What to work on:
Rewrite the records below, putting "place a marker" wherever "set a pin" appears and leaving everything else as it is.

(Stored data)
--- --- ---

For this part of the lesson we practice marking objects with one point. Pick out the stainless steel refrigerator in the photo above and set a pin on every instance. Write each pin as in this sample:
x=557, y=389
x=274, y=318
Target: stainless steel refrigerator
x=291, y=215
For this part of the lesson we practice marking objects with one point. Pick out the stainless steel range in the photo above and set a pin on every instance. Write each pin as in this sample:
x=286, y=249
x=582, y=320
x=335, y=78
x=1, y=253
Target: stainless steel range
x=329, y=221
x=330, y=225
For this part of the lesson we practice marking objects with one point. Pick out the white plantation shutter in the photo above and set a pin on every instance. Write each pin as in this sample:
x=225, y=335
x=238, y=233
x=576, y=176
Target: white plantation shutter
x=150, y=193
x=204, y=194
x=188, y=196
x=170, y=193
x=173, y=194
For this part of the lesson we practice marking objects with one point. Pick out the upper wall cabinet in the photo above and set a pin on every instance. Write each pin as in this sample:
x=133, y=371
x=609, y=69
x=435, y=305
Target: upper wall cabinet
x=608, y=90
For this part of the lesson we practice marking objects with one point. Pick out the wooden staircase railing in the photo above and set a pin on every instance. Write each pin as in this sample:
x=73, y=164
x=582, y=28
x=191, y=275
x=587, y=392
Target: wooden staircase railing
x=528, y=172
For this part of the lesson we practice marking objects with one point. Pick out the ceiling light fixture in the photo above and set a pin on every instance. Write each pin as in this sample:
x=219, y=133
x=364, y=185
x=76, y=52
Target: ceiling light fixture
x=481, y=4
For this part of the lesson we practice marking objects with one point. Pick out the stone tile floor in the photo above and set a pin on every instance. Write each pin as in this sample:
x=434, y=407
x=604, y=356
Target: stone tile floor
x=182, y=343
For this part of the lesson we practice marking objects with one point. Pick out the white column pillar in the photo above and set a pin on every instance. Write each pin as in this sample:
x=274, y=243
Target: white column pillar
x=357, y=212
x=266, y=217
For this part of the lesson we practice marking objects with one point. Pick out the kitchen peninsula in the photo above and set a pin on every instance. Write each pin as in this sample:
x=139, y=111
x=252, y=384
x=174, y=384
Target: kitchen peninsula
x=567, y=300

--- --- ---

Reply:
For this part of the lesson we practice marking objects with one point. Pick out the stainless steel refrigerator in the photo above and place a marker on every instance. Write each pin as in this sample:
x=557, y=389
x=274, y=318
Target: stainless steel refrigerator
x=291, y=215
For this part of the lesson we practice marking objects with one point. Pick out the stainless steel range in the photo above and place a marker on every instance. Write each pin as in this sample:
x=286, y=249
x=582, y=320
x=335, y=78
x=1, y=253
Target: stainless steel range
x=329, y=221
x=330, y=225
For this part of the lesson we practice marking objects with one point. Pick out the white plantation shutter in the photo above and place a marker on every instance. Write each pin as in this sample:
x=225, y=335
x=238, y=233
x=576, y=176
Target: white plantation shutter
x=150, y=193
x=204, y=194
x=188, y=196
x=170, y=193
x=173, y=194
For this part of the lesson we practice marking objects with one point. Pick out the upper wall cabinet in the photo above and place a marker on every instance. Write each pin as in this sample:
x=133, y=371
x=609, y=69
x=435, y=305
Target: upper wall cabinet
x=608, y=90
For this part of the lesson we practice marking objects with one point. Pick out the wooden staircase railing in the photo above and place a marker on every instance. Write each pin as in this sample:
x=73, y=164
x=582, y=28
x=191, y=275
x=587, y=392
Target: wooden staircase railing
x=528, y=172
For this part of the lesson we practice marking objects with one point. Pick out the ceiling light fixture in the photo above and place a marker on every instance. Write each pin as in this sample:
x=219, y=133
x=364, y=185
x=76, y=52
Target: ceiling light fixture
x=481, y=4
For this part of the lesson we practice marking objects with one point. Pick out the stone tile floor in the photo above and place a marker on every instance. Write each pin as in this sample:
x=434, y=407
x=604, y=356
Target: stone tile floor
x=182, y=343
For this part of the lesson we practice marking objects with one point. Pick out the white column pillar in the photo above and place a marker on every instance. Write each pin as in this sample:
x=274, y=243
Target: white column pillar
x=357, y=212
x=266, y=217
For this part of the lesson we practice marking objects with one point. Pick out the kitchen peninsula in the photo above and place a marker on every instance. Write each pin as in this sample:
x=139, y=111
x=252, y=384
x=174, y=384
Target: kitchen peninsula
x=567, y=300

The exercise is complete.